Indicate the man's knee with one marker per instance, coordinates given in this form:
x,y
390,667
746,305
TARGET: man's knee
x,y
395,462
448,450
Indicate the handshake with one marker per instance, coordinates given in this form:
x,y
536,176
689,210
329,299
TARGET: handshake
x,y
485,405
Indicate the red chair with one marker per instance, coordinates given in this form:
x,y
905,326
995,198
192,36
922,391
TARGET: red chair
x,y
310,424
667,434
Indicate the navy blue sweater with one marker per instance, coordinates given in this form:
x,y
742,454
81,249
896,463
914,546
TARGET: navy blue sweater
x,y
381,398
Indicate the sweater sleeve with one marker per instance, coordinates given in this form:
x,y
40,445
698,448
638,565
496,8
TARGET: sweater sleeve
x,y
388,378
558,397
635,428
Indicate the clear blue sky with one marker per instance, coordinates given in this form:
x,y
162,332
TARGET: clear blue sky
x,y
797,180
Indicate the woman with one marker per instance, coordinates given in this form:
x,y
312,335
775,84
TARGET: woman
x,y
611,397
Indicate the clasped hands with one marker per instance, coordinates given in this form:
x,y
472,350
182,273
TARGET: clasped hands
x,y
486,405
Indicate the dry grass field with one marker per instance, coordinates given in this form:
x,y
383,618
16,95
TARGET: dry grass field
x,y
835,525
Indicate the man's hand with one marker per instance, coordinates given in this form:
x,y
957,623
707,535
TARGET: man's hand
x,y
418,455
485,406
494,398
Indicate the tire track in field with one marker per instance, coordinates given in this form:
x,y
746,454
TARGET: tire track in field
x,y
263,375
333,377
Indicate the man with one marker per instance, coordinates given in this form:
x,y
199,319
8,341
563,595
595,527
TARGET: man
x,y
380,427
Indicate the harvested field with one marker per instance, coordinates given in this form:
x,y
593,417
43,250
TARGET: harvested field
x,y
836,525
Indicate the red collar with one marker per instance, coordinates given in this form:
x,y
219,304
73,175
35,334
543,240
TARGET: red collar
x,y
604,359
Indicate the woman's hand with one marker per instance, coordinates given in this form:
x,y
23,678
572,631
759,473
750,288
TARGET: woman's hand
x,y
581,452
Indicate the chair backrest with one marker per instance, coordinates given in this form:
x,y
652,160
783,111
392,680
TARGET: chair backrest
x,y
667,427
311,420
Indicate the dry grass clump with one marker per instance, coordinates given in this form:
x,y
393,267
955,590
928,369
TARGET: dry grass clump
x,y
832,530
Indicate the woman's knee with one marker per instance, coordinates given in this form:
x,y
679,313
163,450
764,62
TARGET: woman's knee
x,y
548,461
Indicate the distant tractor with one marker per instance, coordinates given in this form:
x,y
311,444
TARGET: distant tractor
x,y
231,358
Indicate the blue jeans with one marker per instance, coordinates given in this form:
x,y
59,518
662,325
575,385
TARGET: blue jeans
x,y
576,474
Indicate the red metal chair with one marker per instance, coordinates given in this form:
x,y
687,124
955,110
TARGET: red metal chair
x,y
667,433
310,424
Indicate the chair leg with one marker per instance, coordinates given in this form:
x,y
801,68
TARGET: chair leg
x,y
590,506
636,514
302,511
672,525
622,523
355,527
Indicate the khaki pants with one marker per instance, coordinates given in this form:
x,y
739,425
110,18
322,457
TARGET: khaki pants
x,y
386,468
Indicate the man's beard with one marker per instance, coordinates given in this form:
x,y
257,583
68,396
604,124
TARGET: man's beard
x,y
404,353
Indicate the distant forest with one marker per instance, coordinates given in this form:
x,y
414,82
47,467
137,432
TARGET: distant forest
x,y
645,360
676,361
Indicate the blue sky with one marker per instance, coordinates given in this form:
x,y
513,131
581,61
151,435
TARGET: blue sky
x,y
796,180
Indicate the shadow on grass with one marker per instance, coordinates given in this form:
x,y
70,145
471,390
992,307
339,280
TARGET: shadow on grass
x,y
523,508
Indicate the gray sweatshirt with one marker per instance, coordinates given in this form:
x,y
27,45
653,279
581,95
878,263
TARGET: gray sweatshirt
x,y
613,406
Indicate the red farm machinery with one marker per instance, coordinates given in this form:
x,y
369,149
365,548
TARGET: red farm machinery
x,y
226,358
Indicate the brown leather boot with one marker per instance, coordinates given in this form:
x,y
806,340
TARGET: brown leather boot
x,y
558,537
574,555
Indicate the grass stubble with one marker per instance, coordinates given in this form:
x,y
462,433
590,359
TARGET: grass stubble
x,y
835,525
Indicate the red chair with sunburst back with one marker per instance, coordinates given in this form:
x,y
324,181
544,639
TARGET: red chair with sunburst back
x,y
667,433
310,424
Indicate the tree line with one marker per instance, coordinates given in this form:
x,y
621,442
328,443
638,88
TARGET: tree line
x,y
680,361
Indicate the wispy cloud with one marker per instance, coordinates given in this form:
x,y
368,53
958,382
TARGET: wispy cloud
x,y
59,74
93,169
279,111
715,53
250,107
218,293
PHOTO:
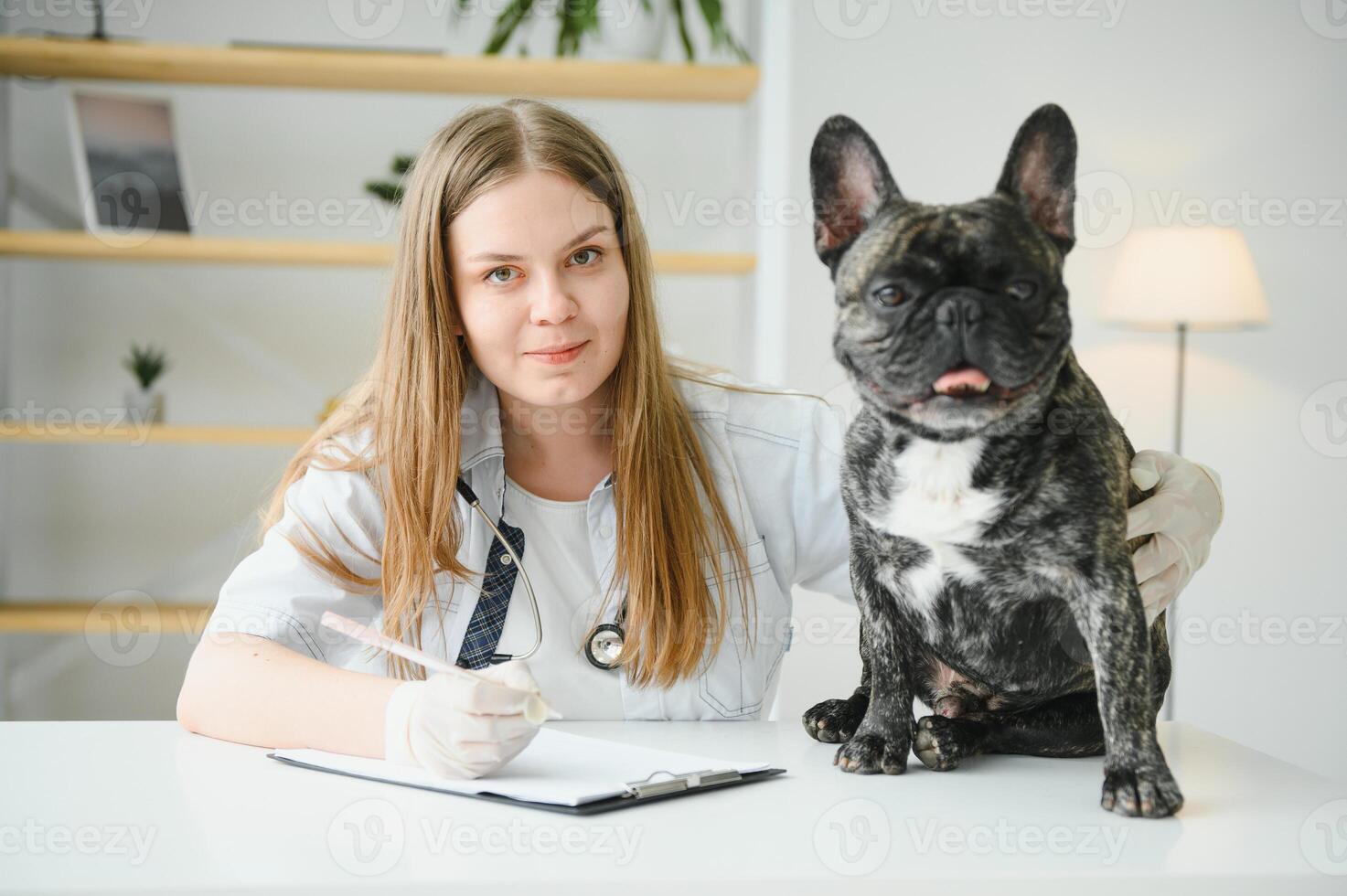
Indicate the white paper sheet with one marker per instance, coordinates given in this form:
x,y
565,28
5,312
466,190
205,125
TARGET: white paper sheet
x,y
557,767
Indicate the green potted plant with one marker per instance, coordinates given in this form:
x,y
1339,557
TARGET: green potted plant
x,y
606,28
144,403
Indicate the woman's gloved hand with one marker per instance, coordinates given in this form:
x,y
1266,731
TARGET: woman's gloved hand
x,y
460,727
1183,515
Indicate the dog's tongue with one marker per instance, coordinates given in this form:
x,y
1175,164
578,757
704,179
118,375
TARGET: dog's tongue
x,y
960,378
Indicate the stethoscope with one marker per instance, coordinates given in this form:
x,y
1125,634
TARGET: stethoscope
x,y
603,647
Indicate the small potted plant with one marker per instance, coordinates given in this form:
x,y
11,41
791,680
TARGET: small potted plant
x,y
145,404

# DO THIS
Return the whole listing, word for word, and leave out every picture.

# WORKED SOLUTION
Indicate the man's knee with one marker per instance, coordinates given in this form:
x,y
390,667
746,305
TARGET: man's knee
x,y
395,462
448,450
Indicate the handshake with one marker per instance, coordinates given in this form:
x,y
536,176
689,210
329,299
TARGET: handshake
x,y
485,405
Indicate the red chair with one marker per instance, coordinates given in this form:
x,y
905,326
995,198
192,36
922,391
TARGET: red chair
x,y
310,424
667,434
Indicate the navy blue sweater with one marker per instance, coordinates given in this form:
x,y
742,454
81,249
896,463
914,546
TARGET: navy blue sweater
x,y
381,398
Indicate the sweater sleeve with one marker per instance, coordinates given in this form:
x,y
40,445
698,448
638,565
496,8
TARGET: sweater sleeve
x,y
388,378
558,397
635,428
Indicate the clear blue sky with one marker per instance, coordinates given in this form:
x,y
162,332
TARGET: clear blue sky
x,y
797,180
Indicate the woman with one marker per instance, coordinates given in this form:
x,y
312,335
775,84
TARGET: woman
x,y
611,397
Indicate the clasped hands with one marker per instance, coordinates given in this form:
x,y
472,350
182,273
TARGET: clasped hands
x,y
486,405
Indicate the dry grass field with one marker per instance, coordinates given in this form:
x,y
383,618
16,95
TARGET: dry grass field
x,y
835,525
Indicate the man's hand with one marker per instance, coordinates given in this form:
x,y
957,623
707,535
TARGET: man's hand
x,y
418,455
485,406
494,398
Indicate the tire track in field with one marker per instance, coordinates given in this form:
x,y
746,454
TARGET: tire track in field
x,y
263,375
333,377
Indicate the man with one marker per instance, coordinates given in this form:
x,y
199,319
8,341
563,595
595,527
TARGET: man
x,y
380,427
Indicate the harvested field with one marker per instance, coordinates given in this form:
x,y
593,417
43,250
TARGET: harvested field
x,y
836,525
Indicate the red collar with one marker per instance, coordinates given in this form:
x,y
219,304
73,175
35,334
543,240
TARGET: red collar
x,y
604,359
Indicate the woman's hand with one marker per instance, coordinates given in this form:
x,y
23,678
572,631
759,473
750,288
TARGET: woman's hand
x,y
581,452
Indicate the chair backrest with one marker per instance, coordinates given in this form:
x,y
652,160
783,111
392,680
TARGET: chair backrest
x,y
667,427
311,420
Indicate the dry grass clump with one marker per instance, coordinates given in this form:
x,y
393,267
955,590
928,369
TARGET: dry grass clump
x,y
832,530
Indicate the woman's knee with one marker per instance, coordinates given in this form:
x,y
679,313
163,450
764,62
TARGET: woman's knee
x,y
548,461
Indicate the distant tractor with one marker per instance, coordinates given in this form:
x,y
311,444
TARGET: distant tractor
x,y
231,358
Indicate the blue jeans with one marker per instance, coordinates given in this form:
x,y
59,518
662,325
575,385
TARGET: blue jeans
x,y
576,474
Indicate the red metal chair with one marker per instance, coordinates given in this form:
x,y
687,124
955,110
TARGET: red metal chair
x,y
667,433
310,424
Indicate the chair leg with one marker per instance, coordinates given in this form:
x,y
801,68
TARGET: chair leg
x,y
590,506
636,514
302,511
672,525
622,523
355,527
Indicate the khaki pants with one marker per instance, coordinates given in this form:
x,y
739,425
110,18
322,457
TARGET: khaki pants
x,y
386,468
Indicate the man's beard with one marker per instance, coordinates given in this form:
x,y
257,583
68,396
604,124
TARGET: man's beard
x,y
404,353
Indicate the distant forest with one marker per instance, coordinates given in this form:
x,y
414,82
47,467
137,432
TARGET: distant forest
x,y
645,360
676,361
Indicate the blue sky with one marker per instance, coordinates given in this form:
x,y
513,131
581,61
151,435
TARGET: blue sky
x,y
796,180
Indicate the shadow on grass with one marker per instance, coordinates given in this form:
x,y
70,145
471,390
992,307
339,280
TARGET: shadow on grass
x,y
523,508
Indicate the gray sweatshirt with one marker per instance, coordinates given in this form:
x,y
27,45
653,279
581,95
878,263
TARGET: gray sweatshirt
x,y
613,406
Indicate the red farm machinery with one marker per instance, coordinates given in this form:
x,y
369,149
365,548
TARGET: red farm machinery
x,y
226,358
Indicate the brown leather boot with one marker per instance, coordinates given in this form:
x,y
806,340
TARGET: brown leather boot
x,y
558,537
574,555
Indicate the grass stubble with one marker per instance, coordinates given in this form:
x,y
462,433
590,359
TARGET: grass stubble
x,y
835,525
Indicate the red chair with sunburst back with one marker per instance, coordinates given in this form:
x,y
324,181
544,639
TARGET: red chair with sunburst back
x,y
667,433
310,424
Indicate the tree line with one marker per instance, coordinates given in this form:
x,y
621,442
328,443
638,88
TARGET: tree line
x,y
680,361
Indicate the wispy cloud with one marker per instance, coordinates given in this form:
x,y
368,53
958,382
TARGET: wispy cloud
x,y
59,74
93,169
279,111
715,53
250,107
218,293
PHOTO:
Indicate the white paper sheet with one marker per instance, coordinates given in this form:
x,y
565,28
5,312
466,190
205,125
TARGET: white paper sheet
x,y
557,767
Indicate the green potted plant with one marker per instance, coordinates given in this form:
x,y
1339,557
TARGET: green potted plant
x,y
606,28
144,403
Indicate the woman's gloved hand with one marker per instance, coordinates given in this form:
x,y
1266,731
TARGET: woman's gloved hand
x,y
460,727
1183,515
Indicate the dog's tongue with one marker per instance, coordinates given in this form:
x,y
1175,164
578,757
704,179
118,375
TARGET: dog's tongue
x,y
960,378
Indicate the stethoscope with one marker per instance, coordinates given in this form:
x,y
1125,634
TARGET: stethoscope
x,y
603,647
Indicate the small potted plant with one marker per instance, coordinates given in this form:
x,y
11,41
791,680
TARGET: small potted plant
x,y
145,404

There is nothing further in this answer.